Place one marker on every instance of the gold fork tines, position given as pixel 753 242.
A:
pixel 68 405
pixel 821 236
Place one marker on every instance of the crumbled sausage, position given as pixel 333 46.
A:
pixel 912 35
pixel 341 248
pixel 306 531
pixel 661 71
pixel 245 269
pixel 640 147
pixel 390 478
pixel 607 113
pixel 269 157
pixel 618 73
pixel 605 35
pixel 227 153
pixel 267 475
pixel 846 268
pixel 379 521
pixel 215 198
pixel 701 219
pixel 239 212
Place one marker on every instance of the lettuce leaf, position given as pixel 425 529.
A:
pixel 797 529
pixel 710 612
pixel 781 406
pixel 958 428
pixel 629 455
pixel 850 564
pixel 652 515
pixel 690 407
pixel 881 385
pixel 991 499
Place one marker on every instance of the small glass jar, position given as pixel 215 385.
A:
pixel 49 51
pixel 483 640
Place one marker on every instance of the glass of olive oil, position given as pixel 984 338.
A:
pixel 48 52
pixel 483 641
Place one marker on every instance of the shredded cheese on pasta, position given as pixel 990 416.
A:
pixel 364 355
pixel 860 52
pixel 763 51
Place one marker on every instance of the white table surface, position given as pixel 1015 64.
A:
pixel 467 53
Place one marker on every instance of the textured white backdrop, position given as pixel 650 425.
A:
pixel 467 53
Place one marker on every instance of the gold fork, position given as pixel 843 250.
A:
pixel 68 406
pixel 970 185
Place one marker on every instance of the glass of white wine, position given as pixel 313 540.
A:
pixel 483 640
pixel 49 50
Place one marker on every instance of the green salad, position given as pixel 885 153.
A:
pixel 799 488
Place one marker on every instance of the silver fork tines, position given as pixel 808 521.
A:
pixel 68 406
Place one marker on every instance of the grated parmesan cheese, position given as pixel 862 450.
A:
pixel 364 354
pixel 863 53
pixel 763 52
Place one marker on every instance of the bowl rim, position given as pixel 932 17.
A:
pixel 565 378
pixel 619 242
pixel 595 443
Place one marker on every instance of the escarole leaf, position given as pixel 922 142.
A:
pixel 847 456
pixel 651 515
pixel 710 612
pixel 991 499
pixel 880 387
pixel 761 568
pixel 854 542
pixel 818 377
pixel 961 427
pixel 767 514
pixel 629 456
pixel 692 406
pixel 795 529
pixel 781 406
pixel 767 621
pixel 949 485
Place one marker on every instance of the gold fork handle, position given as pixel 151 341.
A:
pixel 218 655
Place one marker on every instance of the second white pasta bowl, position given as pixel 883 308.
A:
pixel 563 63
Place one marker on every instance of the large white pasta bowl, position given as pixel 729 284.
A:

○ ○ ○

Rewrite the entries above as a JSON list of strings, one string per line with blank lines omitted, covering only the lines between the line holding "Place one marker on every instance of the grated" and the line holding "pixel 595 443", inclusive.

**EXERCISE RESPONSE**
[
  "Place one marker on every instance of the grated parmesan cheese, position given as pixel 862 450.",
  "A:",
  "pixel 364 354",
  "pixel 863 53",
  "pixel 763 52",
  "Place one marker on every instance of the bowl rim, position given as pixel 932 17.",
  "A:",
  "pixel 565 378",
  "pixel 619 242",
  "pixel 595 443"
]